● OBJECTIVE:
Rewrite the data below, changing each occurrence of "field-scouting log" to "site survey record" and leaving everything else as it is.
# # # #
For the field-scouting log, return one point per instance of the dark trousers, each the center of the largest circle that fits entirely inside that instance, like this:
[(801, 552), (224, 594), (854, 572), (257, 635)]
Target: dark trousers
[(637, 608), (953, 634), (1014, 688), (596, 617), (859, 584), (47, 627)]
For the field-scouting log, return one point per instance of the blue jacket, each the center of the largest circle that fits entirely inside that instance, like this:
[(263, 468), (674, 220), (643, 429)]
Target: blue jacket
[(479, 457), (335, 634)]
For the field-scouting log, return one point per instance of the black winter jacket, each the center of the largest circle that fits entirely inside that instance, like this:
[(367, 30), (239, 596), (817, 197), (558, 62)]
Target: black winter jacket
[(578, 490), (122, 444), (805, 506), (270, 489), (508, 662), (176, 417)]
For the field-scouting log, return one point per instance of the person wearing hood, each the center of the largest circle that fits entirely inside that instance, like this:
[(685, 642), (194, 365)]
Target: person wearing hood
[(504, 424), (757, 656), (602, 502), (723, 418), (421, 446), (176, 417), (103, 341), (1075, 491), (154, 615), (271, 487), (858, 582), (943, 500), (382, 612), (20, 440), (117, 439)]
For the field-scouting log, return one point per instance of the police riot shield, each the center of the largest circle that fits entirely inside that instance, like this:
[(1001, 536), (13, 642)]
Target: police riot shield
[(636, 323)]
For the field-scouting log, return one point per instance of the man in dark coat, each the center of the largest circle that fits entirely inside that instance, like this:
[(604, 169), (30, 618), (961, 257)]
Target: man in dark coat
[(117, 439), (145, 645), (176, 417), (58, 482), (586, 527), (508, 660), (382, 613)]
# # # #
● RESPONSE TO THE TASK:
For the site survey record, return one point per instance of the dark trousers, each the center of the largest circle that fits entirely inside that instance, like this:
[(801, 552), (224, 594), (854, 572), (257, 635)]
Target: dark trousers
[(637, 608), (953, 634), (1014, 688), (596, 617), (859, 584), (47, 627)]
For the site survey record, return one point per instance of the blue jacket, each the center of the largest circle that fits entirely inside that instance, like this:
[(263, 468), (674, 220), (643, 429)]
Target: blue jacket
[(479, 457), (335, 634)]
For the site survey record, return one point per instance of the black winter jacket, each the center of the largest circle that fits entirely inside that instance, like this:
[(367, 30), (239, 596), (817, 197), (558, 62)]
Target: black winter jacket
[(578, 490), (122, 444), (805, 506), (270, 489), (508, 662), (176, 417)]
For the site survey record, return one point per instance of the person wearing hood, each the center of the largest circle that fits entirely inside that instance, like this:
[(685, 642), (194, 365)]
Target: person wearing hood
[(504, 424), (757, 656), (602, 502), (723, 418), (421, 446), (176, 417), (103, 341), (1075, 491), (154, 615), (271, 487), (858, 582), (943, 500), (382, 612), (20, 440), (117, 439)]
For the site survey record, return one point per instance of the police riot shield, each the center of the largest circle that fits entirely inside that instance, like this:
[(1001, 536), (13, 642)]
Target: police riot shield
[(636, 323)]
For the site survey record, return one point per instance of the man in dark coat, each the center of the largest circle that fits entirely inside that instance, like this:
[(604, 169), (30, 618), (961, 257)]
Target: man in dark coat
[(117, 439), (145, 645), (176, 417), (58, 482), (586, 527), (508, 660), (382, 613)]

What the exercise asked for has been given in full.